To do ▸
Images are to be left out when the records below are printed word for word.
----
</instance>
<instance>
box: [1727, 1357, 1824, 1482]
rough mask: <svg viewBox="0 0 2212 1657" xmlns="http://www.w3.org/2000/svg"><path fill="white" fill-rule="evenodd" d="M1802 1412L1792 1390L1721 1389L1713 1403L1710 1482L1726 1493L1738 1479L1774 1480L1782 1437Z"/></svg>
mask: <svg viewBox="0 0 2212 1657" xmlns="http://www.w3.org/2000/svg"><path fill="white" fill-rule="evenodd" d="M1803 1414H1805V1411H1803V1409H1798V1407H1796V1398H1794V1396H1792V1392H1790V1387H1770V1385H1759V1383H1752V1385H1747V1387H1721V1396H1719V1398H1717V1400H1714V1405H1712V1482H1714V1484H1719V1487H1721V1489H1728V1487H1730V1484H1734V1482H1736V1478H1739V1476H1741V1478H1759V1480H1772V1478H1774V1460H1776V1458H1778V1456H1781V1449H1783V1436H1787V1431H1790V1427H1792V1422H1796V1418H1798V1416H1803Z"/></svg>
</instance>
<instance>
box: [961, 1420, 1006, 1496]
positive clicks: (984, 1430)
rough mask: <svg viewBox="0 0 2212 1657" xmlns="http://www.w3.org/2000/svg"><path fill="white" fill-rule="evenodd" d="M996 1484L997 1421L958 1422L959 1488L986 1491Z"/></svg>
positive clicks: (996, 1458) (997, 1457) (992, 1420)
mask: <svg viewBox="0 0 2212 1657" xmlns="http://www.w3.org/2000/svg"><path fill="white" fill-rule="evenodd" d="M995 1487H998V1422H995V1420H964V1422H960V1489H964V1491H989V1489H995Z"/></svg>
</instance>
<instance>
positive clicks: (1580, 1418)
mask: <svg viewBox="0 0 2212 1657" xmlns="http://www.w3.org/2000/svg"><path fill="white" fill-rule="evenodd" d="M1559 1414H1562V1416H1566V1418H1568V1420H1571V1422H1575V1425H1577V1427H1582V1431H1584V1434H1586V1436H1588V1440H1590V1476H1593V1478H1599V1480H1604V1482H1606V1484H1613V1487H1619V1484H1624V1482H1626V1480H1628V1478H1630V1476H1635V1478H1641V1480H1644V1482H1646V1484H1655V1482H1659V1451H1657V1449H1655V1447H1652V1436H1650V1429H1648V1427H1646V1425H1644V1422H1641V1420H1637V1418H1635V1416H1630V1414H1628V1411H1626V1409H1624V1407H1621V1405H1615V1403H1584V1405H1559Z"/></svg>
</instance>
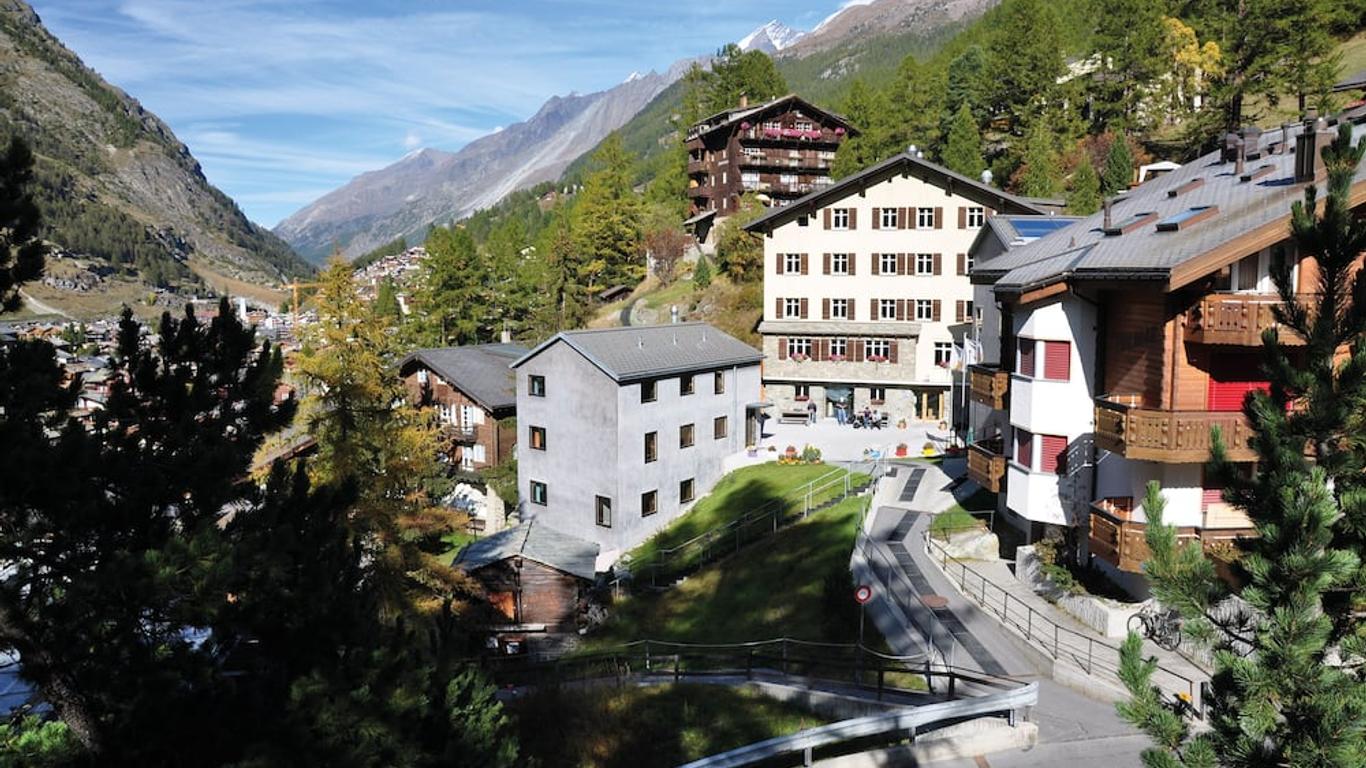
----
Response box ▸
</instance>
<instance>
box: [1727, 1357, 1824, 1482]
rough mask: <svg viewBox="0 0 2212 1657" xmlns="http://www.w3.org/2000/svg"><path fill="white" fill-rule="evenodd" d="M1802 1412L1792 1390L1721 1389L1713 1403L1710 1482L1726 1493L1738 1479L1774 1480L1782 1437Z"/></svg>
mask: <svg viewBox="0 0 2212 1657" xmlns="http://www.w3.org/2000/svg"><path fill="white" fill-rule="evenodd" d="M1803 1414H1805V1411H1803V1409H1798V1407H1796V1398H1794V1396H1792V1392H1790V1387H1770V1385H1759V1383H1752V1385H1747V1387H1721V1396H1719V1398H1717V1400H1714V1405H1712V1482H1714V1484H1719V1487H1721V1489H1728V1487H1730V1484H1734V1482H1736V1478H1739V1476H1741V1478H1759V1480H1772V1478H1774V1460H1776V1458H1778V1456H1781V1449H1783V1436H1787V1431H1790V1427H1792V1422H1796V1418H1798V1416H1803Z"/></svg>
</instance>
<instance>
box: [961, 1420, 1006, 1496]
positive clicks: (984, 1430)
rough mask: <svg viewBox="0 0 2212 1657" xmlns="http://www.w3.org/2000/svg"><path fill="white" fill-rule="evenodd" d="M996 1484L997 1421L958 1422L959 1488L986 1491Z"/></svg>
positive clicks: (996, 1458) (997, 1457) (992, 1420)
mask: <svg viewBox="0 0 2212 1657" xmlns="http://www.w3.org/2000/svg"><path fill="white" fill-rule="evenodd" d="M995 1487H998V1422H995V1420H964V1422H960V1489H964V1491H989V1489H995Z"/></svg>
</instance>
<instance>
positive clicks: (1580, 1418)
mask: <svg viewBox="0 0 2212 1657" xmlns="http://www.w3.org/2000/svg"><path fill="white" fill-rule="evenodd" d="M1559 1414H1562V1416H1566V1418H1568V1420H1571V1422H1575V1425H1577V1427H1582V1431H1584V1434H1586V1436H1588V1440H1590V1476H1593V1478H1599V1480H1604V1482H1606V1484H1613V1487H1619V1484H1624V1482H1626V1480H1628V1478H1630V1476H1635V1478H1641V1480H1644V1482H1646V1484H1655V1482H1659V1451H1657V1449H1655V1447H1652V1436H1650V1429H1648V1427H1646V1425H1644V1422H1641V1420H1637V1418H1635V1416H1630V1414H1628V1411H1626V1409H1624V1407H1621V1405H1615V1403H1584V1405H1559Z"/></svg>
</instance>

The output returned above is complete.